### Goal
Recast the lines of the entries below, starting at the line containing "Mark each rear door." and ending at the line containing "[341,377,476,631]", as a Markdown table with the columns Row and Line. Number each row, and leave out any blank lines.

** BEGIN Working data **

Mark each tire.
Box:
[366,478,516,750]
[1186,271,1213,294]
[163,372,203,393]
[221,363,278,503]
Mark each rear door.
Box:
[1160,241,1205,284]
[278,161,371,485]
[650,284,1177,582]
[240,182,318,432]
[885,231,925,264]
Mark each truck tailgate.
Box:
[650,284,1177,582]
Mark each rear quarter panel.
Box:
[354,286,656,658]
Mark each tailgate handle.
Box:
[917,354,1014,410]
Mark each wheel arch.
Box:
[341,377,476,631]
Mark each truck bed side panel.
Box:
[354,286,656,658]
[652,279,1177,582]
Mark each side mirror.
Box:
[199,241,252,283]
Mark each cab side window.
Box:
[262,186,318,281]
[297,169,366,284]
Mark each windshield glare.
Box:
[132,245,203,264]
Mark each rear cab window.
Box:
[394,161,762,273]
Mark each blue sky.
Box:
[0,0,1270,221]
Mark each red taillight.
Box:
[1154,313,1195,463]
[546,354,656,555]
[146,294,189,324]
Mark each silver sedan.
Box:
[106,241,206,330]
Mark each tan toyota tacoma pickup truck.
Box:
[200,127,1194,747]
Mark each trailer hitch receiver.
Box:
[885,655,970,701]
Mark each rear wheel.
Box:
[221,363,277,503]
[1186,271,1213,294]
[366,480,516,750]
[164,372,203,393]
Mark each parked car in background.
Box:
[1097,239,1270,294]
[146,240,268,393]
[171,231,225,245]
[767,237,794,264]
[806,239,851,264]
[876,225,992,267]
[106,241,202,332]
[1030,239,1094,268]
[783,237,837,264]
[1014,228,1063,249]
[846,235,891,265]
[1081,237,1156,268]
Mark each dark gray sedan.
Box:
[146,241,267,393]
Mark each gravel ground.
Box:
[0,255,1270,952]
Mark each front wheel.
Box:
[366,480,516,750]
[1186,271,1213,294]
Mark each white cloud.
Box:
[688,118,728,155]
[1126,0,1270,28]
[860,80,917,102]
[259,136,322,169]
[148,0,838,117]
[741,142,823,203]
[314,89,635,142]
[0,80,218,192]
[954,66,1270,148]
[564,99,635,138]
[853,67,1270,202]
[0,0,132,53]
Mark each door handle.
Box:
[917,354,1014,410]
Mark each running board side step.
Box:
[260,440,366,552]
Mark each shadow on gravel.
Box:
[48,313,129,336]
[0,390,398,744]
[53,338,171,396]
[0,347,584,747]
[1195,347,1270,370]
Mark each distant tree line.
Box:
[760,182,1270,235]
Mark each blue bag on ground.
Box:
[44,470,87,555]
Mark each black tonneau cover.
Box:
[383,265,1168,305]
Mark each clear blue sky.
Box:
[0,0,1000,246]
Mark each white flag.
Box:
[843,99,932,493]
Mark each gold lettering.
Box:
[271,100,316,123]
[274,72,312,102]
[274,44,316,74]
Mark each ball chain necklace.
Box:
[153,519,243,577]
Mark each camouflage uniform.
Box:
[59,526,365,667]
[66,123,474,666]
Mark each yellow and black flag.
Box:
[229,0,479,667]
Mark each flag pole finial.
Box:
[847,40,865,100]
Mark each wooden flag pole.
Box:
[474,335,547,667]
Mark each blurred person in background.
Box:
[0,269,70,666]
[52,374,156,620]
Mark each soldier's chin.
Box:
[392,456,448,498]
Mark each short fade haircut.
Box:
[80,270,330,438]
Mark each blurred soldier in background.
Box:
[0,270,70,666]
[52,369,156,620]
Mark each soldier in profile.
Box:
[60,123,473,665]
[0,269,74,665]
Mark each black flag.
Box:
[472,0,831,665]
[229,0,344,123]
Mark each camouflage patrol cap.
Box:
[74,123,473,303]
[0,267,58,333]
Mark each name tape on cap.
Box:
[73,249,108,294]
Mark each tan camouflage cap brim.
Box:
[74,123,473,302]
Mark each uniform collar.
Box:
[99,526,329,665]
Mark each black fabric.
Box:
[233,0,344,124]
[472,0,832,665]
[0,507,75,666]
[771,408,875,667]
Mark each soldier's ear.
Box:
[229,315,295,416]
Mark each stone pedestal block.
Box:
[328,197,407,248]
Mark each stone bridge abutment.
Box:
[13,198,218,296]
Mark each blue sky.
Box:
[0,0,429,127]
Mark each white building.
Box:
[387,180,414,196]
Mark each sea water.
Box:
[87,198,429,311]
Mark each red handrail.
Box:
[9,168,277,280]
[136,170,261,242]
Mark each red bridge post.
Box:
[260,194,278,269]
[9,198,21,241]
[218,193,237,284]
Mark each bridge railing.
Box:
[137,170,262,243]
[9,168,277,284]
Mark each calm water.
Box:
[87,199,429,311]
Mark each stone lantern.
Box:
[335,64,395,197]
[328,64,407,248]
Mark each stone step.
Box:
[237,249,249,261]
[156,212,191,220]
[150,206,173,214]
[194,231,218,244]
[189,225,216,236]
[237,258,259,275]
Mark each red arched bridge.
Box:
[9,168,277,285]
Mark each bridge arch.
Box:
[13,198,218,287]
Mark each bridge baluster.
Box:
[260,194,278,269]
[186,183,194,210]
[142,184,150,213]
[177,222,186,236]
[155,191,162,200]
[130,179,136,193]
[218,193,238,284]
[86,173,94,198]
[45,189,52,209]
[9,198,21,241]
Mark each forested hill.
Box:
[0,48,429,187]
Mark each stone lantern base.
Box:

** END Working data **

### Result of the task
| Row | Line |
|---|---|
| 1 | Mark each rear door. |
| 2 | Box: |
| 3 | [1160,241,1205,284] |
| 4 | [278,161,371,485] |
| 5 | [650,284,1177,582] |
| 6 | [240,182,318,432] |
| 7 | [885,231,925,264] |
| 8 | Mark each truck tailgate. |
| 9 | Box: |
| 10 | [650,284,1177,582] |
| 11 | Mark each rear quarter panel. |
| 12 | Box: |
| 13 | [354,286,656,658] |
| 14 | Mark each tailgate handle. |
| 15 | Box: |
| 16 | [917,354,1014,410] |
| 17 | Mark each wheel arch. |
| 18 | Box: |
| 19 | [341,377,476,631] |